- **What you should do**
Write out the listing beneath this instruction in its entirety, exactly as it reads.
/---
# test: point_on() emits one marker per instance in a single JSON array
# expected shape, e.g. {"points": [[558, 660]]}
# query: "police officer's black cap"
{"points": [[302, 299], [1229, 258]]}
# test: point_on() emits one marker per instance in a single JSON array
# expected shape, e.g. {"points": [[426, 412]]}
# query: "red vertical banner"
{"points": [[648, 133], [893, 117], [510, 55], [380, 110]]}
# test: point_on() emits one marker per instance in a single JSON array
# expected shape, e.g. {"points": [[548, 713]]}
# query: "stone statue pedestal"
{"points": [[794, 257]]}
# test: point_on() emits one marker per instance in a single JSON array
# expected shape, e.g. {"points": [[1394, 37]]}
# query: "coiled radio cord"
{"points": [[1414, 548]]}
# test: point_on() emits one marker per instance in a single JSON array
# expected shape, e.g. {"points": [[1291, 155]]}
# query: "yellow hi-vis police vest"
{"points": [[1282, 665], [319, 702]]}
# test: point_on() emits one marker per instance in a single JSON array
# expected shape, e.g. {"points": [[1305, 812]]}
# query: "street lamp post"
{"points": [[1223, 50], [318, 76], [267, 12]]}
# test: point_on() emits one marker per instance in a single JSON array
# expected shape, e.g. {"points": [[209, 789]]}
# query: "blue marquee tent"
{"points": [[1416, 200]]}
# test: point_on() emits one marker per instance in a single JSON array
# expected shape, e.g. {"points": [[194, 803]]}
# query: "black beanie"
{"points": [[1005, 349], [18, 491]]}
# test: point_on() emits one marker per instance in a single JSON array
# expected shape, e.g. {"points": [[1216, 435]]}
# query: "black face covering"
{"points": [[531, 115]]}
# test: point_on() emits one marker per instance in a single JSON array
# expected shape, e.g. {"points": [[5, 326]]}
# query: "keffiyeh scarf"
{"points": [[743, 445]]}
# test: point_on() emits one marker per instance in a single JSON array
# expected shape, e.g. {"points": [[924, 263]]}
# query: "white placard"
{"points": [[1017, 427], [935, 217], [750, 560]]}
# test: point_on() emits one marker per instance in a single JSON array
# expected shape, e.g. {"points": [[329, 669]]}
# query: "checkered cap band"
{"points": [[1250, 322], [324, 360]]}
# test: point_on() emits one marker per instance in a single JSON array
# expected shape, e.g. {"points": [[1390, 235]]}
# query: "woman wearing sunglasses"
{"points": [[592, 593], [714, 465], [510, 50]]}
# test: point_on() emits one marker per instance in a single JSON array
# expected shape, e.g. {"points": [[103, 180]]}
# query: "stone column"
\---
- **Exercise solution**
# test: point_on() emits one marker per instance in a single JSON array
# expected shape, e.g. {"points": [[558, 660]]}
# query: "police officer's black cap"
{"points": [[302, 299], [1229, 258]]}
# test: point_on() emits one marker per instance in a single JSON array
# expected shape, e.g. {"points": [[426, 412]]}
# query: "red vertical banner"
{"points": [[648, 133], [893, 117], [510, 55], [380, 110]]}
# test: point_on() emits one marker per instance in a single JSON array
# expected shape, e.g. {"points": [[548, 713]]}
# query: "stone statue pedestal"
{"points": [[794, 257]]}
# test: point_on() emits one marker per instance in a single JSON array
# expected shape, e.g. {"points": [[1394, 37]]}
# query: "coiled radio cord"
{"points": [[1414, 548]]}
# test: point_on() emits one marker per instance in a single JSON array
# expected shape, e.g. {"points": [[1291, 155]]}
# query: "yellow hi-vis police vest"
{"points": [[1282, 665], [319, 702]]}
# test: point_on() emits one marker per instance in a single JSON array
# expected shape, e.g. {"points": [[1305, 812]]}
# query: "street lamp post"
{"points": [[1223, 50], [318, 76], [267, 12]]}
# test: point_on() emits one marker per instance in a single JSON array
# expected shape, e.g. {"points": [[209, 789]]}
# query: "blue marquee tent"
{"points": [[1416, 200]]}
# test: point_on() emits one marker per instance in a single JSON array
# expected shape, e.g. {"points": [[194, 803]]}
# query: "black beanie"
{"points": [[1005, 349], [18, 491]]}
# test: point_on() emits one marker per instance in a single JSON array
# expected shape, e.g. {"points": [[1216, 435]]}
# query: "black face covering"
{"points": [[531, 115]]}
# test: point_on() emits one marker per instance in a single JSON array
# expected shape, e.g. {"points": [[5, 326]]}
# query: "keffiyeh scarf"
{"points": [[743, 445]]}
# test: point_on() emits one marker per instance in a single JSON array
# expected shape, e.g. {"points": [[924, 263]]}
# query: "white placard"
{"points": [[1017, 427], [935, 217], [750, 560]]}
# test: point_on() emits one marker per instance in a single JSON array
# expected shape, e.g. {"points": [[329, 669]]}
# query: "checkered cap band"
{"points": [[1250, 322], [324, 360]]}
# test: point_on() emits one marker per instance in a single JSON array
# expected shape, e.g. {"points": [[1390, 235]]}
# query: "woman wearing sunglasses"
{"points": [[592, 593], [714, 465], [510, 50]]}
# test: point_on() emits one marker per instance in a single JSON array
# expected shape, e.g. {"points": [[103, 180]]}
# query: "stone column"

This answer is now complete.